======== PROVIDED ENTRIES ========
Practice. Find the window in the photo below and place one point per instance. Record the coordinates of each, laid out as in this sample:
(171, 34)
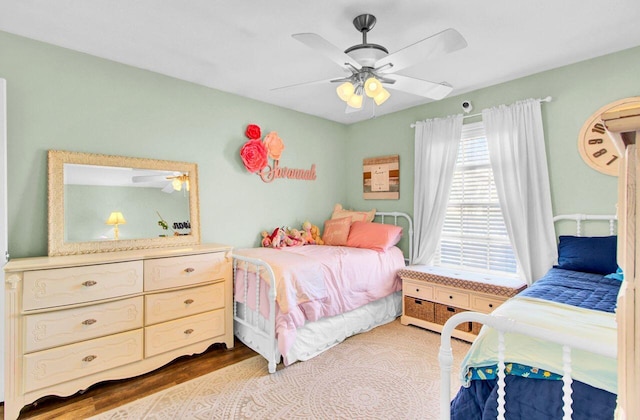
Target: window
(474, 235)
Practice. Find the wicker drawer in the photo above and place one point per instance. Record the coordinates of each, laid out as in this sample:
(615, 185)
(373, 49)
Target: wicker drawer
(417, 289)
(56, 328)
(160, 307)
(68, 286)
(444, 312)
(171, 335)
(418, 308)
(61, 364)
(452, 297)
(167, 273)
(485, 304)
========
ASSIGNED TASK. Would you return the records exactly, keeping out every picture?

SOLUTION.
Practice. Find the window in the photo below and place one point per instance. Record the coordinates of each, laid out as in this sample:
(171, 34)
Target: window
(474, 235)
Practice. Find the wicker drawer in the photo above and place one point per instance. Record the coordinates of each, laid out as in this sample:
(615, 185)
(373, 49)
Target: wicker drawer
(417, 289)
(56, 328)
(160, 307)
(68, 286)
(444, 312)
(171, 335)
(418, 308)
(61, 364)
(452, 297)
(167, 273)
(485, 304)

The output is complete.